## Instruction
Render every line of the listing below as a numbered list, omitting any blank lines.

## Collected data entries
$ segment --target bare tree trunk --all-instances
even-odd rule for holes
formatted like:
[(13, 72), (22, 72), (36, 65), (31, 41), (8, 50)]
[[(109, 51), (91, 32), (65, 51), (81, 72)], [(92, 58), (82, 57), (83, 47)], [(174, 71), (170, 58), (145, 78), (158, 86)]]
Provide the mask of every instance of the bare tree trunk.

## Solution for this problem
1. $ segment --target bare tree trunk --all-instances
2. even-odd rule for holes
3. formatted like:
4. [(13, 72), (22, 72), (36, 65), (31, 41), (8, 50)]
5. [[(109, 51), (91, 32), (65, 51), (81, 72)], [(92, 58), (82, 57), (83, 47)], [(174, 71), (170, 58), (145, 78), (158, 86)]]
6. Provide the mask of every instance of the bare tree trunk.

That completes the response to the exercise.